* _REQUIREMENTS_: Rewrite everything from the line containing "else: point(213, 59)." down to the line containing "point(441, 180)" as a two-column CSV with the headers text and answer. Give one row per item, with each value in a single quoted field and line breaks replaced by spaces.

..........

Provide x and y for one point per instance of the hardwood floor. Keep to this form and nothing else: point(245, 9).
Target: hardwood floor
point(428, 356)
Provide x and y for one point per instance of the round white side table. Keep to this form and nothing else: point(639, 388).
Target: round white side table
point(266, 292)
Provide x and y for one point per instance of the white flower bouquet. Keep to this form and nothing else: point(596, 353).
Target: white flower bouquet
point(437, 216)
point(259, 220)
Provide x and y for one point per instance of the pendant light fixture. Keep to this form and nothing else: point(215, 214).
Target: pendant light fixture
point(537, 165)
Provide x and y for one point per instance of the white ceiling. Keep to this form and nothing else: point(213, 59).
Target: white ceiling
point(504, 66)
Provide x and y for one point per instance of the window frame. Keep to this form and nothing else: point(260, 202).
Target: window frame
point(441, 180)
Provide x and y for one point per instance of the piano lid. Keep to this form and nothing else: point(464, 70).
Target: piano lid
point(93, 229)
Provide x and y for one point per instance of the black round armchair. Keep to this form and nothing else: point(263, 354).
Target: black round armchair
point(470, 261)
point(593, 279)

..........

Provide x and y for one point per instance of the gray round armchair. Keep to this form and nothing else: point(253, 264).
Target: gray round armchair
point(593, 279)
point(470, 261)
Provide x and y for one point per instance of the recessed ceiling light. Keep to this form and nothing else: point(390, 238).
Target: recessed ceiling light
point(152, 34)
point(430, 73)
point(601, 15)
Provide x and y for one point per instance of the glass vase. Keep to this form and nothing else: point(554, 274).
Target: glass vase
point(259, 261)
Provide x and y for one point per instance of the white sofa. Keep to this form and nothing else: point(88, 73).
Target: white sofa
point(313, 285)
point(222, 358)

..........

* _SOLVED EXERCISE_:
text,answer
"Provide x and y for one point per instance of the white ceiling. Keep to this form and nothing else: point(213, 59). Target: white ceiling","point(504, 66)"
"Provide x and y for one point per instance of the window frame. Keep to this form and nothing else: point(260, 202). Target: window frame","point(441, 180)"